» **PASSAGE FOR REVIEW**:
*** Begin section ***
Bestor, Theodore C.
2005 How Sushi Went Global. In The Cultural Politics of Food and Eating: A Reader, edited by James L. Watson and Melissa L. Caldwell, pp. 13-20. Blackwell Publishing, Massachusetts.
Theodore C. Bestor opens his article by painting a scene that represents the globalization of bluefin tuna: there is a tub of the tuna on ice in Bath, Maine, and potential buyers crowd around from New Jersey, New York, Massachusetts, New Hampshire, Maine, and Japan. The potential buyers extract samples of the tuna to examine their color, and they also assess the fat content of the precious fish; Japanese buyers then return to their cars to call Japan to get the morning prices from Tokyo’s Tsukiji market – apparently "the fishing industry’s answer to Wall Street" (pp. 13). After the auction bids are settled in a private manner, the bluefin tuna are then placed in their “tuna coffins” to be airfreighted to Tokyo for sale. In this sense, Bestor seems to maintain that sashimi-grade tuna offers new venues for capital to issue on a global scale; the tuna trade and increasing global appetite for sushi features "intense international competition and thorny environmental regulations, centuries-old practices combined with high technology, realignments of labor and capital in response to international regulation, shifting markets, and the diffusion of culinary culture" (pp. 14).
The author is quite quick to correct popular thinking when he maintains that, while North Americans tend to think of cultural influence as flowing from West to East, Japanese culture and materials have undoubtedly permeated the cultural whims of many, if not most, North American citizens. Such a permeation occurred after the 1970s, when Americans, according to Bestor, "rejected red-meat American fare in favor of healthy cuisine like rice, fish, and vegetables. The appeal of the high-concept aesthetics of Japanese design also helped to prepare the world for a sushi fad" (pp. 15). Indeed, sushi seems to be offered at every popular restaurant in an attempt to lure in customers and, consequently, profit.
Even though international environmental campaigns have forced countries like Japan to scale back their distant water fleets and thus made Japan’s turning to foreign suppliers unavoidable, Japanese cultural control of sushi remains, according to Bestor, unquestioned. Nevertheless, the very rapid globalization of the market involving bluefin tuna has awoken many problems of concern to the minds of fishers in terms of their relationships with their customers, governments and their regulations, and staunch environmentalists (among many other apparent hardships). In terms of contact, Bestor refers to Spanish waters to prove his point; while the workers in Spanish waters are mostly Spanish, almost every other aspect of such fishing is part of a global flow of techniques and capital: aquacultural techniques are developed in Australia and vitamin supplements are sent from European pharmaceutical giants (pp. 17). In addition, Japanese technicians and fishery scientists develop target market prices that dictate the livelihood of fishermen in local communities and local economies. Bestor maintains, furthermore, that such competition dictates the welfare of local farmers and fisheries that must compete with giant fishing cartels. While fishers are "forced to struggle with unfamiliar exchange rates for cultural capital that compounds in foreign currency," they return season after season and remain privy to the whims of Japan (pp. 19). In this sense, Japan certainly seems to assert itself as a superpower in the globalized bluefin tuna industry and thus gives Japan a forceful ruling power in the dictation of the livelihood of many fishers.
*** End section ***
» **TASKS AND EXERCISES**:
1/ In the summary of Bestor's article on sushi, where are the aquacultural techniques used in the Spanish tuna fishery developed?
2/ Say whether each statement agrees with the summary of Bestor's sushi article, answering yes or no and quoting the words that decide it.
(a) The bids at the tuna auction in Bath, Maine, are settled in a private manner.
(b) Bestor holds that Japanese cultural control of sushi is now in doubt.
(c) The vitamin supplements used in the Spanish fishery come from Australia.

» **THE DATA**:
*** Begin section ***
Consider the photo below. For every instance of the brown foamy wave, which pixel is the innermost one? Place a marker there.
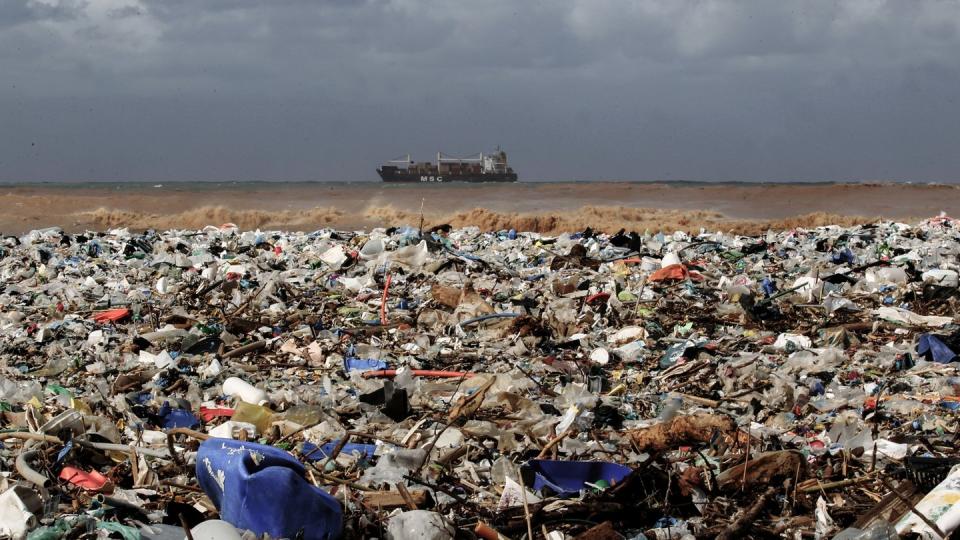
*** End section ***
» **RESULTS**:
1/ In Australia.

2/
(a) Yes: "After the auction bids are settled in a private manner"
(b) No: "Japanese cultural control of sushi remains, according to Bestor, unquestioned"
(c) No: "vitamin supplements are sent from European pharmaceutical giants"